◆ Exercises:
1. According to the text on conservative reactions to the September 11 attacks, which website published Mary Mostert's analysis the day after the attacks?
2. Write what comes next in the text on conservative reactions to the September 11 attacks, picking up after its final sentence.

(Document excerpt begins)

The day following the September 11 attacks, the "Reagan Information Interchange," a website run by Ronald Reagan's son Michael, published an analysis by Mary Mostert, who opined that Osama bin Laden was "just a minor player" in the terror attacks. "Supporters of bin Laden say he doesn't have the ability to pull off such an attack," Mostert argued. "Who would want to, and could, destroy the World Trade Center? Does bin Laden have the ability to orchestrate the hijacking of four domestic airliners at about the same time from several airports and pilot them into the middle of the World Trade Center in New York and the Pentagon in Washington, D.C. from his bat cave headquarters deep in the mountains of Afghanistan?"
Instead of foreigners, Mostert argued, the culprits would probably be "other Americans" -- specifically, "environmentalist and anti-globalist groups ... the radicals on the left" who were planning to protest economic globalization during upcoming meetings in Washington of the International Monetary Fund and the World Bank. "It sure looks to me as if the 'Battle of Washington' was begun yesterday with the bombing of the Pentagon and the World Trade Center," she wrote. "In a world with a population of 8 billion people, 100,000 well trained, dedicated terrorists with the technical ability and the money to plan, coordinate and execute an attack like we saw yesterday can make a lot of trouble, especially when they are pictured in a supportive media as mere 'protestors' and the police are labeled as the monsters."
Even after it became clear that Islamist fundamentalists were behind the attacks on the World Trade Center and the Pentagon, conservative attacks have continued. Tom Randall of the National Center for Public Policy Research used the September 11 attacks as a pretext for demanding action to stop "domestic terrorists" such as the Earth Liberation Front (ELF) and the Animal Liberation Front (ALF). "While these terrorists are small-time compared to the terrorists who struck the World Trade Center and the Pentagon and are not known to have killed anyone as yet, they appear to be intent on expanding their violence and putting American lives at risk," Randall wrote.

(Document excerpt ends)
(Supplied data begins)

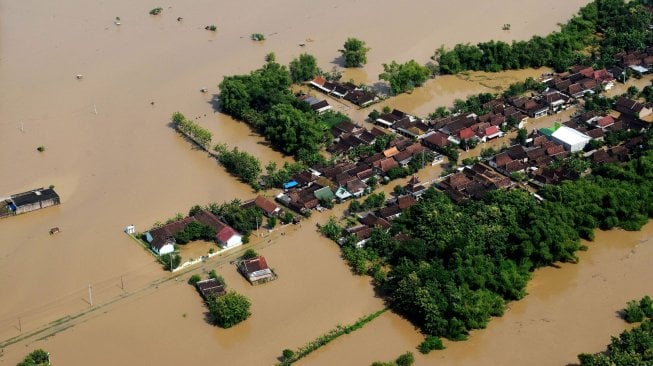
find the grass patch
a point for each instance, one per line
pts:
(288, 357)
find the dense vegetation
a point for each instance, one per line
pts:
(463, 262)
(38, 357)
(603, 27)
(229, 310)
(263, 99)
(404, 77)
(243, 220)
(239, 163)
(632, 347)
(405, 359)
(191, 129)
(354, 52)
(303, 68)
(288, 356)
(193, 231)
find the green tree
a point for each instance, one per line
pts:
(331, 229)
(303, 68)
(406, 359)
(249, 254)
(354, 53)
(404, 77)
(229, 310)
(431, 343)
(194, 279)
(633, 313)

(Supplied data ends)

◆ Answers for this exercise:
1. The "Reagan Information Interchange," a website run by Ronald Reagan's son Michael.

2.
On October 7, the Washington Times published an editorial calling for "war against eco-terrorists," describing ELF and ALF as "key links in the web of violent environmental groups -- an eco-al-Qaeda" with "a fanatical ideology and a twisted morality."
Even the Center for Media & Democracy, which sponsors PR Watch, has come under attack. The Guest Choice Network, a PR front group for steakhouses and taverns, used the terror attacks as a cue to weigh in based on the fact that PR Watch editors Sheldon Rampton and John Stauber wrote a book in 1997 titled Mad Cow USA: Could the Nightmare Happen Here?"At home in the United States as well, extremist violence is funded--sometimes unwittingly--by dollars from 'peaceful' foundations and other nonprofits," stated an article on the Guest Choice website. "The John Merck Fund and the Turner Foundation fund the Center for Media and Democracy (CMD), which promotes the scare that 'mad cow' disease is present in the U.S. food supply. ... Words deployed with the intention of causing panic are a form of violence, too. The 'mad cow' scare campaign in the United States is intended to frighten consumers to avoid the conventional meat supply and 'go organic.'"
Editor's note: The Guest Choice Network is notoriously sloppy with its facts, and this is a case in point. CMD has indeed received a grant from the Turner Foundation, but to date we have received no funding from the John Merck Fund.